SET EXERCISE :: Convert every line of the entries below into a Markdown table with two columns, Row and Line, numbering the rows and skipping blank lines. Leave the pictures out of the table.

↓

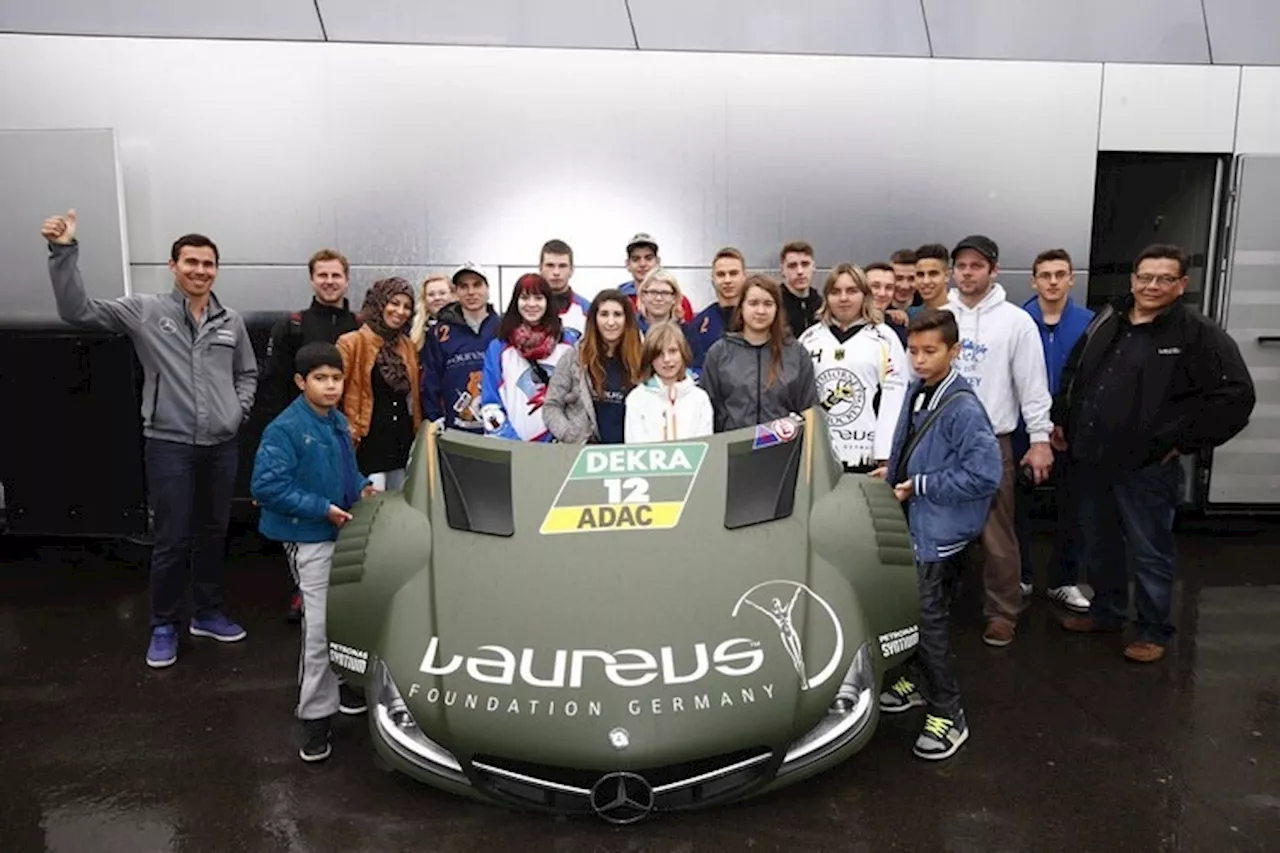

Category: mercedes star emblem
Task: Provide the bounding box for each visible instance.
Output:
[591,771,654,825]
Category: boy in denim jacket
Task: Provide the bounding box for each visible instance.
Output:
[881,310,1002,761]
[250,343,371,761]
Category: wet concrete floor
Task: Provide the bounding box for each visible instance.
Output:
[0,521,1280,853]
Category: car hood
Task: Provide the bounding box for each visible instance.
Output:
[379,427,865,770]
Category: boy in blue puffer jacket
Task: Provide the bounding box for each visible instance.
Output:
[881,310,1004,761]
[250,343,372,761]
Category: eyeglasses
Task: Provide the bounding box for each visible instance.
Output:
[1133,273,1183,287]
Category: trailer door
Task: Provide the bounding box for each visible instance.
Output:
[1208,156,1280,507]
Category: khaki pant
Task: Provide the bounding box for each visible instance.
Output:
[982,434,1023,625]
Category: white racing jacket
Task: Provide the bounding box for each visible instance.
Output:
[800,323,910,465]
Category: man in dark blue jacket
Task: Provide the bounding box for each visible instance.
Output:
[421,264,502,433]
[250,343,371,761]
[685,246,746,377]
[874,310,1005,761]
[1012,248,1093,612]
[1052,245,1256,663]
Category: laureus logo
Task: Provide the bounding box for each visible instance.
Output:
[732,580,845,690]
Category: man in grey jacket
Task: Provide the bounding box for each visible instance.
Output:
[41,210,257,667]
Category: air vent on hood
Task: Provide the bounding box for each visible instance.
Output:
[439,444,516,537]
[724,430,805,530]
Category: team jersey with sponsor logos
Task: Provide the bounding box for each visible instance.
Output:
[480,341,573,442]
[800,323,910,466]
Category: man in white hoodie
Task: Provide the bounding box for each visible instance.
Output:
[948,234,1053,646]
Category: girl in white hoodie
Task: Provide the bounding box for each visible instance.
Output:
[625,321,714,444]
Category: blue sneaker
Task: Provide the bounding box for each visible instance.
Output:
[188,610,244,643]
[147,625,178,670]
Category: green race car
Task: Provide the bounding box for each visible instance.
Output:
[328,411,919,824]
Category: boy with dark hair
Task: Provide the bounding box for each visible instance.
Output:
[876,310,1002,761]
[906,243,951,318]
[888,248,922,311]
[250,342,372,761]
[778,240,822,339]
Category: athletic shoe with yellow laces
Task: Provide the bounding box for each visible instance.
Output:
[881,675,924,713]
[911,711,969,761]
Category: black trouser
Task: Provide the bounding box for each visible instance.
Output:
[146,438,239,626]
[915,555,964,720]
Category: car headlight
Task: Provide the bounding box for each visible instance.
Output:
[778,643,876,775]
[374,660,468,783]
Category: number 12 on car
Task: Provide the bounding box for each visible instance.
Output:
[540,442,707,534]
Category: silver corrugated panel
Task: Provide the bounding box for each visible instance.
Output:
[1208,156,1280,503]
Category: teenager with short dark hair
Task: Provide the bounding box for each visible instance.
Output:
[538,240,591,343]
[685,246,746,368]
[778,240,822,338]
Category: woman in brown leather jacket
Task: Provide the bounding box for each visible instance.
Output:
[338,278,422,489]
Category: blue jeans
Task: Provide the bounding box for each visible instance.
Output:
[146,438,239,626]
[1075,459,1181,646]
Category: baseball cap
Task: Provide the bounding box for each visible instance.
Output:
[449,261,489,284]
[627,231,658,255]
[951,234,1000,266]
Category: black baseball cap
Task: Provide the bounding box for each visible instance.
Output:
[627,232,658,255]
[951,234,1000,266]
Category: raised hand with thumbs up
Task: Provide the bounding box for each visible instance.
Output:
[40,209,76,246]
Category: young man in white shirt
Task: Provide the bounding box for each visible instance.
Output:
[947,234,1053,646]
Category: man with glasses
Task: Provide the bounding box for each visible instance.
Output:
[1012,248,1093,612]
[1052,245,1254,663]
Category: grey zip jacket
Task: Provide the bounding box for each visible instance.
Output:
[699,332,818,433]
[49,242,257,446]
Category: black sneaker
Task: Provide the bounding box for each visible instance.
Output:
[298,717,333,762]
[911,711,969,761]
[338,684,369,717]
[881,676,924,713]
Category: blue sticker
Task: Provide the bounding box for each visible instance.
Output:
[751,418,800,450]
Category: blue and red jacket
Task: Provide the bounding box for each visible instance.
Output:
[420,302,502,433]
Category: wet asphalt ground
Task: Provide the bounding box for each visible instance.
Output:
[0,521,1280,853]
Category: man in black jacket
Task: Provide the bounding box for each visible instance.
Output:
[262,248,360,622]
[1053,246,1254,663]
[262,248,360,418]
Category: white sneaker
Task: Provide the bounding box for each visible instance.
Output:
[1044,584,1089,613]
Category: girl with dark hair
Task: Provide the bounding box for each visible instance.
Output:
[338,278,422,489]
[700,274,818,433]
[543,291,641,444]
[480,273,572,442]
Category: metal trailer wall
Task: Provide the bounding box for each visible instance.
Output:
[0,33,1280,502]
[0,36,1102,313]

↑

FINAL ANSWER ::
| Row | Line |
|---|---|
| 1 | Category: mercedes star emblem |
| 2 | Task: Provide the bounding box for each visible instance. |
| 3 | Output: |
| 4 | [591,771,654,825] |
| 5 | Category: boy in denim jacket |
| 6 | Task: Provide the bounding box for each visible instance. |
| 7 | Output: |
| 8 | [881,310,1002,761] |
| 9 | [250,343,371,761] |
| 10 | Category: wet concrete floor |
| 11 | Task: Provide the bounding box for each visible instance. |
| 12 | Output: |
| 13 | [0,521,1280,853] |
| 14 | Category: car hood |
| 15 | Task: Provide the bounding box for each visible instance. |
| 16 | Output: |
| 17 | [379,427,865,770] |
| 18 | Category: boy in blue puffer jacket |
| 19 | Task: Provide the bounding box for each visible instance. |
| 20 | Output: |
| 21 | [881,310,1004,761] |
| 22 | [250,343,372,761] |
| 23 | Category: eyeglasses |
| 24 | Task: Provide the bounding box for each visible instance. |
| 25 | Output: |
| 26 | [1133,273,1183,287] |
| 27 | Category: trailer door |
| 28 | Task: Provide the bounding box for each visible instance. |
| 29 | Output: |
| 30 | [1208,156,1280,507] |
| 31 | Category: khaki pant |
| 32 | Task: Provide the bounding box for each visible instance. |
| 33 | Output: |
| 34 | [982,434,1023,625] |
| 35 | Category: white racing jacket |
| 36 | Task: Provide the bounding box for each visible instance. |
| 37 | Output: |
| 38 | [800,323,910,465] |
| 39 | Category: man in dark blue jacket |
| 40 | Task: Provide the bounding box for each visible instance. |
| 41 | Output: |
| 42 | [421,264,502,433] |
| 43 | [250,343,371,761] |
| 44 | [685,246,746,377] |
| 45 | [874,310,1005,761] |
| 46 | [1012,248,1093,612] |
| 47 | [1052,245,1256,663] |
| 48 | Category: laureus logo |
| 49 | Task: Provide the bounding box for each visible instance. |
| 50 | Output: |
| 51 | [732,580,845,690] |
| 52 | Category: man in grey jacket |
| 53 | Task: Provide the bounding box for each visible instance. |
| 54 | Output: |
| 55 | [41,210,257,667] |
| 56 | Category: air vent on hood |
| 57 | Task: Provide the bounding box for each visible instance. |
| 58 | Output: |
| 59 | [439,444,516,537] |
| 60 | [724,430,805,530] |
| 61 | Category: team jersey with sponsor logos |
| 62 | Task: Provide the bounding box for each visible instance. |
| 63 | Output: |
| 64 | [480,341,573,442] |
| 65 | [800,323,910,466] |
| 66 | Category: man in white hoodie |
| 67 | Task: Provide the bounding box for each visible instance. |
| 68 | Output: |
| 69 | [948,234,1053,646] |
| 70 | Category: girl in white hoodie |
| 71 | Task: Provide the bounding box for each visible instance. |
| 72 | Output: |
| 73 | [625,321,714,444] |
| 74 | Category: blue sneaker |
| 75 | Task: Provide the bounding box for each visible instance. |
| 76 | Output: |
| 77 | [188,610,244,643] |
| 78 | [147,625,178,670] |
| 79 | Category: green race car |
| 80 | Task: Provide the bounding box for each visible instance. |
| 81 | Output: |
| 82 | [328,411,919,824] |
| 83 | Category: boy with dark hair |
| 84 | Task: Provide the bounding box for each visible instance. |
| 85 | Output: |
| 86 | [876,310,1002,761] |
| 87 | [906,243,951,318] |
| 88 | [888,248,922,311] |
| 89 | [250,342,372,761] |
| 90 | [778,240,822,339] |
| 91 | Category: athletic shoe with yellow laces |
| 92 | Task: Provide the bounding box for each visible instance. |
| 93 | Output: |
| 94 | [881,675,924,713] |
| 95 | [911,711,969,761] |
| 96 | Category: black trouser |
| 97 | Task: Provide the bounding box for each visible instance. |
| 98 | Output: |
| 99 | [146,438,239,626] |
| 100 | [915,555,964,720] |
| 101 | Category: car headlight |
| 102 | Task: Provide the bounding box for each visible instance. |
| 103 | Output: |
| 104 | [778,643,876,775] |
| 105 | [374,660,468,783] |
| 106 | Category: number 12 on car |
| 107 | Task: Provide the bounding box for each visible instance. |
| 108 | Output: |
| 109 | [540,442,707,534] |
| 110 | Category: silver corrugated panel |
| 111 | Task: Provide the bounding box for each visible instance. |
| 112 | Output: |
| 113 | [1208,156,1280,503] |
| 114 | Category: teenager with short dark hair |
| 115 | Task: Provide the bounding box for each visible instance. |
| 116 | Output: |
| 117 | [538,240,591,343] |
| 118 | [685,246,746,368] |
| 119 | [778,240,822,338] |
| 120 | Category: woman in brown leather jacket |
| 121 | Task: Provide the bounding box for each visible instance. |
| 122 | Output: |
| 123 | [338,278,422,489] |
| 124 | Category: blue jeans |
| 125 | Task: Provide the bounding box for each visible instance. |
| 126 | Output: |
| 127 | [146,438,239,626] |
| 128 | [1075,459,1181,646] |
| 129 | Category: baseball cap |
| 130 | Task: Provide the bounding box for each visible instance. |
| 131 | Output: |
| 132 | [449,261,489,284] |
| 133 | [627,231,658,255] |
| 134 | [951,234,1000,266] |
| 135 | Category: black baseball cap |
| 136 | Task: Provide the bounding box for each visible instance. |
| 137 | Output: |
| 138 | [627,232,658,255] |
| 139 | [951,234,1000,266] |
| 140 | Category: raised hand with thumbs up |
| 141 | Task: Provide the bounding box for each visible instance. |
| 142 | Output: |
| 143 | [40,209,76,246] |
| 144 | Category: young man in white shirt |
| 145 | Task: Provide the bounding box for each visible instance. |
| 146 | Output: |
| 147 | [947,234,1053,646] |
| 148 | Category: man with glasses |
| 149 | Task: Provide the bounding box for each visible instance. |
| 150 | Output: |
| 151 | [1012,248,1093,612] |
| 152 | [1052,245,1254,663] |
| 153 | Category: grey zip jacket |
| 154 | Task: Provide the bounding box for each visible instance. |
| 155 | Output: |
| 156 | [699,332,818,433] |
| 157 | [49,242,257,446] |
| 158 | Category: black sneaker |
| 159 | Task: Provide the bounding box for each visible instance. |
| 160 | Output: |
| 161 | [298,717,333,762] |
| 162 | [911,711,969,761] |
| 163 | [338,684,369,717] |
| 164 | [881,676,924,713] |
| 165 | Category: blue sticker |
| 166 | Task: Provide the bounding box for each visible instance. |
| 167 | Output: |
| 168 | [751,418,800,450] |
| 169 | Category: blue and red jacket |
| 170 | Task: Provide the bounding box for each visible instance. |
| 171 | Output: |
| 172 | [420,302,502,433] |
| 173 | Category: wet asphalt ground |
| 174 | Task: Provide the bounding box for each visible instance. |
| 175 | Output: |
| 176 | [0,521,1280,853] |
| 177 | Category: man in black jacket |
| 178 | Task: Provide the bounding box for each visible instance. |
| 179 | Output: |
| 180 | [262,248,360,622] |
| 181 | [1053,246,1254,663] |
| 182 | [262,248,360,418] |
| 183 | Category: white sneaker |
| 184 | Task: Provide the bounding box for each visible instance. |
| 185 | Output: |
| 186 | [1044,584,1089,613] |
| 187 | Category: girl with dark hair |
| 188 | Task: Provide the bounding box for each visible instance. |
| 189 | Output: |
| 190 | [338,278,422,489] |
| 191 | [700,274,818,433] |
| 192 | [543,291,641,444] |
| 193 | [480,273,572,442] |
| 194 | Category: metal trailer wall |
| 195 | Task: Provide the bounding box for each visible instance. |
| 196 | Output: |
| 197 | [0,33,1280,502] |
| 198 | [0,36,1102,313] |